In a sustainable building, the architecture itself is intended to provide comfort for its occupants.

A passive solar building is designed to maximize the use of natural systems to maintain thermal comfort for the occupants.  The overall goal of passive solar strategies is to successfully integrate the site, the local climate, the sun, and local materials in order to minimize dependence on external energy sources. Here at the Solar Concept House compound, although both residences feature high capacity forced air furnaces which cycle on as needed in winter, mostly at night, passive systems were incorporated into the design of both solar residences that not only save resources, but celebrate the process as well.

In passive solar design -- part of the modern "green building" movement -- windows, walls, and floors are made to collect, store and distribute solar energy in the form of heat in winter (passive solar heating), and reject solar heat in summer (passive solar cooling).  

This is called "passive" solar design (or "climatic" design) because, unlike "active" solar design (e.g., photovoltaic (PV) solar roof panels, mechanical systems, water tanks, wind turbines, etc.), passive solar systems do not require the use of mechanical or electrical devices, fans, pulleys, pumps, etc.  

The term "passive" implies a conceptually simple approach that uses few, if any, moving parts or input energy.  Among many other benefits, the house is far quieter and more restful as a result, compared with conventional houses.

There is nothing to maintain, nothing to wear out or break, and harmful pollution or waste byproducts are drastically reduced.  By way of illustration, in passive solar design, thermally insulated windows serve as the solar collector.   In active solar design, solar panels collect the sun's energy, converting photons to electrons, i.e., converting sunlight to direct current (DC) electricity.  Most active systems also include alternating current (AC) inverters, and some include batteries for storage.  Active solar houses that are "off the grid" also typically depend on gas-powered backup generators for times when sun isn't plentiful.

The central philosophy behind passive solar design is to design a "planet-friendly" building in harmony with nature, and with all the natural resources of the site.  As with all green building design and construction, passive solar design is intended to create environmentally friendly and resource-efficient buildings.   Compared to conventional construction, passive solar buildings are far more environmentally responsible, and offer far greater sustainability.

Passive solar design involves a holistic approach to architecture, integrating systems based on reliable scientific principles such as thermodynamics.  Careful arrangement of rooms completes the picture in designing the ideal passive solar home.  At the Main House, additional options for configuring and reconfiguring the floorplan were added by designing a "flexible floorplan of movable walls," discussed in more detail on the Main House page.

## TASK DIRECTIONS
According to the passage on passive solar design, what part of a passive solar building serves as the solar collector?

## ITEMS
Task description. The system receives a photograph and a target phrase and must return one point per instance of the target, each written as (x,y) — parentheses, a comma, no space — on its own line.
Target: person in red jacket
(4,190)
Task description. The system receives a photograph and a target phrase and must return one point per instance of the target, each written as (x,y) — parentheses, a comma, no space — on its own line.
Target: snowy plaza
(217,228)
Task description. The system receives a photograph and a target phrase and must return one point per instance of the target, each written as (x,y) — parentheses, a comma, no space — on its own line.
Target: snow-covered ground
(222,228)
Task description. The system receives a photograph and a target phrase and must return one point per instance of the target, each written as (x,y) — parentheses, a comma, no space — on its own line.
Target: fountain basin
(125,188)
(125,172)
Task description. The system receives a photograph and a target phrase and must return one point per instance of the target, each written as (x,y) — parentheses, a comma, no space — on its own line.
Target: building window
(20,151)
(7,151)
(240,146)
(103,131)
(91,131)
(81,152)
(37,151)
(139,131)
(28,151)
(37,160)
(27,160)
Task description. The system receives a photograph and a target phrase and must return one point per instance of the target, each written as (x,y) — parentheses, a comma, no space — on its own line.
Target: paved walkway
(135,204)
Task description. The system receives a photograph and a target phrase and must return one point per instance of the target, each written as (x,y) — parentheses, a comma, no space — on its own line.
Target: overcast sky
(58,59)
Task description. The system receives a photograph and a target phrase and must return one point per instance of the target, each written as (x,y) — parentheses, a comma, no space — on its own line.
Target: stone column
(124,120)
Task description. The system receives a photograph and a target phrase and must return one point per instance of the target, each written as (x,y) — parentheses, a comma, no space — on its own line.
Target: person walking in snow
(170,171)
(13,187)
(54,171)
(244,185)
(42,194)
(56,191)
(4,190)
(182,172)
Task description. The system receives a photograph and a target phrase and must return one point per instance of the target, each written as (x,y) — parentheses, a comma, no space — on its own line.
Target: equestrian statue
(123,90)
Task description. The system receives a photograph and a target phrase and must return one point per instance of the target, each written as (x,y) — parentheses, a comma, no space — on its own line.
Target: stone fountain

## REPLY
Thermally insulated windows.